- [PROBLEM TO WORK ON]
Please write out the entire listing below exactly, excluding its pictures.

- [STUDY MATERIAL]
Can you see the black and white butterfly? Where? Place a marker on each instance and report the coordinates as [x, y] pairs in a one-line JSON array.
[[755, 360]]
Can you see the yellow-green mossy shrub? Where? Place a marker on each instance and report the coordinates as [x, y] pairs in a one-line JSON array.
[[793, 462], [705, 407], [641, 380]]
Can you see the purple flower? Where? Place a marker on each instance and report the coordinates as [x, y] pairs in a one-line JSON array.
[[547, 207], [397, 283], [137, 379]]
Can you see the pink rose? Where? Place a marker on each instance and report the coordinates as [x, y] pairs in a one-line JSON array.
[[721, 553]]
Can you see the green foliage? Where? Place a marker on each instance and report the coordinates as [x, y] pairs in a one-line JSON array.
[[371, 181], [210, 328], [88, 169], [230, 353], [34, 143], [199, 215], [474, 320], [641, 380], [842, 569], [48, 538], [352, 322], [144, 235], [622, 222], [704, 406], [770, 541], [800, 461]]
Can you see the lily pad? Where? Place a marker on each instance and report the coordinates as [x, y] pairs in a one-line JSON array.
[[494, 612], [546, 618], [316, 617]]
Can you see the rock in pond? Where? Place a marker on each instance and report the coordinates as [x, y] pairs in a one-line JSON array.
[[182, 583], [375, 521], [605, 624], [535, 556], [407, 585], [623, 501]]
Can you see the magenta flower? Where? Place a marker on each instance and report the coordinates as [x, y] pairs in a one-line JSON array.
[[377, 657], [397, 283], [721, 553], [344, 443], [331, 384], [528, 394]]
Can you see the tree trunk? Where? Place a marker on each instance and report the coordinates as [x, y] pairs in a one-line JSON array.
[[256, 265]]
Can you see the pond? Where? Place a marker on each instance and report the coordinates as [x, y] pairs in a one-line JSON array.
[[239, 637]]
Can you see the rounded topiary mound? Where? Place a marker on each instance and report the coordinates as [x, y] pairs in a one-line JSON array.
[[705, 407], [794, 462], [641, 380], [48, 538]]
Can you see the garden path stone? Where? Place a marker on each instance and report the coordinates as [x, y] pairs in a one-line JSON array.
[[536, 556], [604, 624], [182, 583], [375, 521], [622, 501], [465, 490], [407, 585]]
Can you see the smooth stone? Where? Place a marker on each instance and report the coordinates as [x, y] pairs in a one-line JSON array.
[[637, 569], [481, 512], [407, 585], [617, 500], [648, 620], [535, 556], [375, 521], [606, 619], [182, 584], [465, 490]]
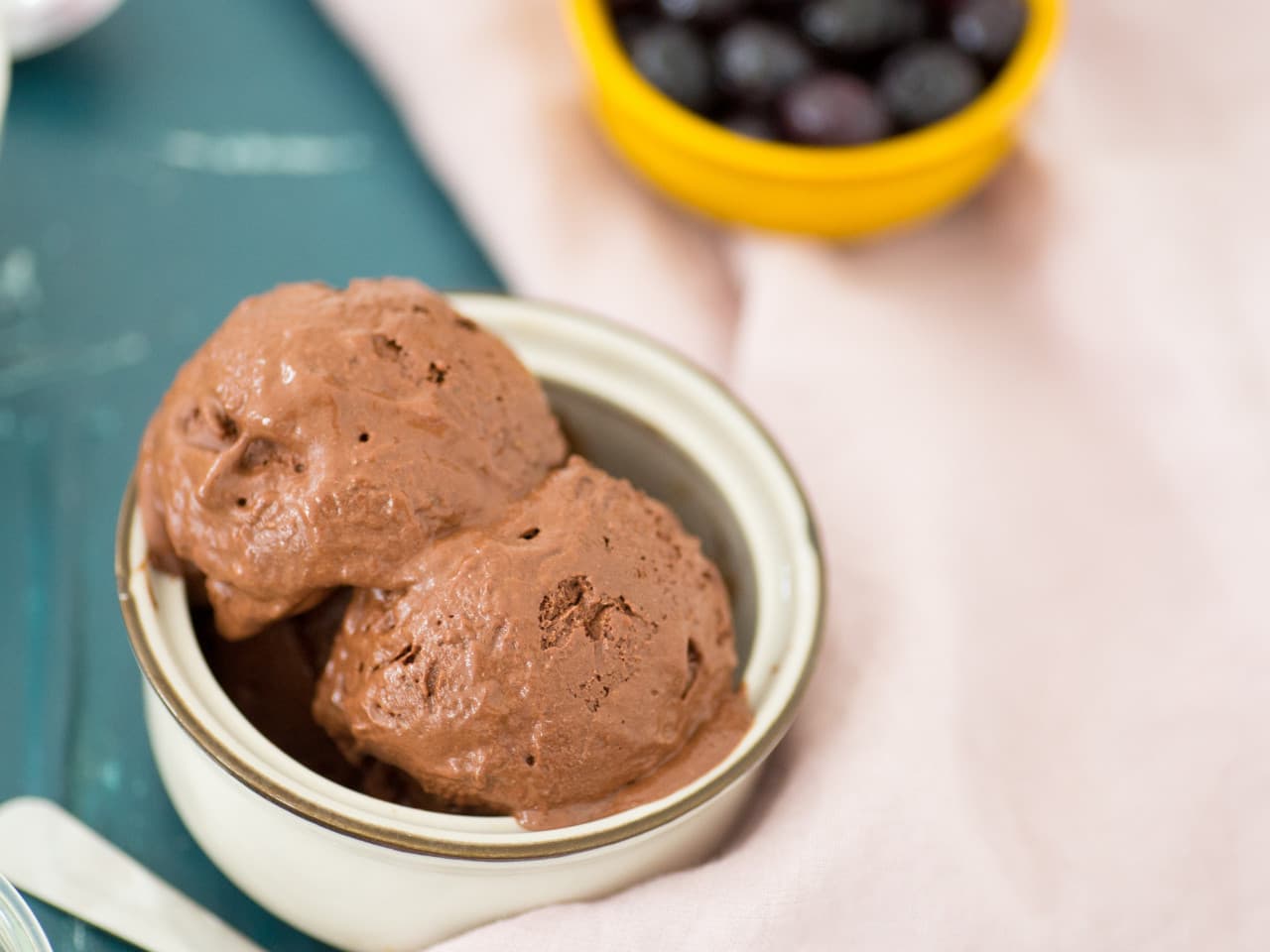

- [RESPONSE]
Can you see the black and white butterfly? Where? Place a marker on each instance and report the coordinates as [x, y] pairs in a one-line JSON array.
[[755, 360]]
Can you see the yellow-green mossy shrub? Where? Place a marker on each instance and report the coordinates as [x, y] pairs in a one-line JSON array.
[[793, 462], [705, 407], [641, 380]]
Can you see the purple flower? Where? Place a marker on each instance and report the coordinates as [x, y] pairs in a one-line JSON array.
[[547, 207], [397, 283], [137, 379]]
Can you see the pink rose? Where? Place a marker on each instance and report the coordinates as [x, y] pairs in a one-line JSON array.
[[721, 553]]
Can you see the green foliage? Where? Place a marker on each instance and report the coordinates as [x, y] pairs in a one-line JSON array.
[[371, 181], [210, 328], [88, 169], [230, 353], [34, 143], [199, 215], [474, 320], [641, 380], [842, 569], [48, 538], [352, 322], [144, 235], [622, 222], [704, 406], [770, 541], [800, 461]]
Can you see the lily pad? Where? Place a marker on each instance and report the coordinates as [x, y] pairs in a one-line JSON array.
[[494, 612], [546, 618], [316, 617]]
Can you see the rock in pond? Where? Place a marker on each instance and report the coordinates as [x, y] pairs in a one-line JSON array.
[[182, 583], [375, 521], [605, 624], [535, 556], [407, 585], [623, 501]]
Can you see the magenta flower? Where? Place a marker on each instance and report the coordinates as [x, y] pairs in a one-line JSON array.
[[377, 657], [397, 283], [721, 553], [344, 443], [331, 384], [528, 394]]
Can you see the tree trunk? Where? Place a marker on each instance and report the coordinates as [x, y] pairs in a one-line JSON array.
[[256, 265]]
Can you see the pond? Where? Place a marker on each instance and report the coordinates as [x, y] pairs in a one-line JSON array.
[[239, 637]]
Can you see the rounded topiary mound? Where? Place a marker on each instance and report the coordinates as [x, y] pairs in a one-line JSON array.
[[705, 407], [794, 462], [641, 380], [48, 538]]
Can you see the garden path stone? Where? Place a marker on each instance and report the coordinates as [x, y] pairs in a one-line JSON array.
[[536, 556], [604, 624], [182, 583], [375, 521], [622, 501], [465, 490], [407, 585]]
Can you see the smooth stone? Where? Place a marker on each instance and report the coordinates as [x, y] pairs in a one-line JSON array.
[[637, 569], [481, 512], [407, 585], [617, 500], [648, 620], [535, 556], [375, 521], [606, 619], [182, 584], [465, 490]]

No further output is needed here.